(Items from a dataset)
+++++

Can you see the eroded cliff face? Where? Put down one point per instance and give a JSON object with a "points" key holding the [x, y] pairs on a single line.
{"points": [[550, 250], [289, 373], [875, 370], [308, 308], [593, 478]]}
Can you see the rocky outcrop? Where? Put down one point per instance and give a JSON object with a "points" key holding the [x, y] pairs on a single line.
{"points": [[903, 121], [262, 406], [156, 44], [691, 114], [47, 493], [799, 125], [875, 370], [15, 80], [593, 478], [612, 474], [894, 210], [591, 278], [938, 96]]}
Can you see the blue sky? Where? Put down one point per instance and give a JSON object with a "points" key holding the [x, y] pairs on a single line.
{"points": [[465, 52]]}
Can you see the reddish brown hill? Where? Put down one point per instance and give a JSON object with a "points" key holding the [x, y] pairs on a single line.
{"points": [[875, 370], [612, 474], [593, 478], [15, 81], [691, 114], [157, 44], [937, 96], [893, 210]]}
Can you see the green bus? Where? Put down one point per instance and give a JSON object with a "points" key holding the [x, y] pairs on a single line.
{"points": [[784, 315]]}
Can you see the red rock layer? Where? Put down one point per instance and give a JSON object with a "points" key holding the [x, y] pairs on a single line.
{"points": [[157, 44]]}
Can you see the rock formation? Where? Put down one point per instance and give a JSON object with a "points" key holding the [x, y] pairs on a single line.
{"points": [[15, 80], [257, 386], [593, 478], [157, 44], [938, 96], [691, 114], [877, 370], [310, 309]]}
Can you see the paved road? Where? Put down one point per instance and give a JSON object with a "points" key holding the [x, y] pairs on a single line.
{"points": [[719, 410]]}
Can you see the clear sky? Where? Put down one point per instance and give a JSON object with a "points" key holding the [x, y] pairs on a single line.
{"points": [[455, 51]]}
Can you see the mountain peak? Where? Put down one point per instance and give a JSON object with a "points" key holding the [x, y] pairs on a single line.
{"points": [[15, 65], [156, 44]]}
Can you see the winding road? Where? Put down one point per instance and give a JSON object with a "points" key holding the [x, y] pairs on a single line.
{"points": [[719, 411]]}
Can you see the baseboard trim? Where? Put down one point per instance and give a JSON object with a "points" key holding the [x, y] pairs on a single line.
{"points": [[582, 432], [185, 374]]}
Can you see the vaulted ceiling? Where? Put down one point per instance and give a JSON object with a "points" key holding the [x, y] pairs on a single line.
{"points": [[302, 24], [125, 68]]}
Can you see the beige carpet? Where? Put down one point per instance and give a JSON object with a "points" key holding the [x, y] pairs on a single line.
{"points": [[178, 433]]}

+++++

Given task —
Put every line of the items above into a Markdown table with the columns "Row" and "Item line", numbering each row and leaving out blank lines.

Solution —
| Row | Item line |
|---|---|
| 1 | Can you see the eroded cliff face? Where? Put down one point per instance and give a JSON object with a "points" key holding the [x, y] pairs on a single line. |
| 2 | {"points": [[550, 250], [289, 373], [875, 370], [308, 308], [593, 478]]} |
| 3 | Can you see the rocky outcrop? Where? Put down one point per instance and give a JSON object with a "points" key holding the [x, y] pairs on a single line. |
| 4 | {"points": [[903, 121], [262, 406], [156, 44], [691, 114], [47, 493], [799, 125], [875, 370], [15, 80], [593, 478], [612, 474], [894, 210], [591, 278], [938, 96]]} |
| 5 | Can you see the blue sky? Where? Put down one point per instance and give a JSON object with a "points" key holding the [x, y] pairs on a single line. |
| 6 | {"points": [[465, 52]]} |
| 7 | Can you see the reddish brown hill? Where? Put down one point per instance and give a JSON object with a "points" key holding the [x, y] pairs on a single line. |
| 8 | {"points": [[875, 370], [612, 474], [593, 478], [15, 81], [691, 114], [157, 44], [937, 96], [893, 210]]} |
| 9 | Can you see the green bus? Where? Put down one point per instance and give a JSON object with a "points" key holding the [x, y] pairs on a single line. |
| 10 | {"points": [[784, 315]]} |
| 11 | Can you see the red rock layer? Where? Put down one point per instance and give a JSON object with a "points" key holding the [x, y] pairs on a single line. |
| 12 | {"points": [[157, 44]]} |
| 13 | Can you see the rock formation? Where? Put down one point per instance and give a JSON object with a "points" key holding the [x, y] pairs on a single line. |
| 14 | {"points": [[15, 80], [257, 386], [593, 478], [157, 44], [938, 96], [691, 114], [877, 370], [310, 309]]} |
| 15 | Can you see the paved road? Where? Put down one point per instance and give a JSON object with a "points" key holding the [x, y] pairs on a single line. |
| 16 | {"points": [[719, 410]]} |
| 17 | Can you see the clear sky? Where? Put down one point per instance and give a JSON object with a "points" key holding the [x, y] pairs on a single line. |
| 18 | {"points": [[455, 51]]} |
| 19 | Can you see the mountain peak? Where? Put down one point per instance and give a JSON object with a "points" key holding the [x, y] pairs on a single line. |
| 20 | {"points": [[15, 65], [156, 44]]} |
| 21 | Can you see the winding road? Where? Put down one point per instance and give a JSON object with a "points" key holding the [x, y] pairs on a single line. |
| 22 | {"points": [[719, 411]]} |
| 23 | Can you see the baseboard trim? Where? Put down one point per instance and give a JSON object with a "points" key holding the [x, y] pairs on a single line. |
| 24 | {"points": [[582, 432], [185, 374]]} |
| 25 | Can you see the vaulted ceiling? Where? Put down one point per instance and give a JSON object with a "points" key holding the [x, y] pairs on a single line. |
| 26 | {"points": [[302, 24], [125, 68]]} |
| 27 | Can you see the beige carpet? Where? Put down one point per instance and give a JSON object with a "points" key holding the [x, y] pairs on a single line. |
| 28 | {"points": [[178, 433]]} |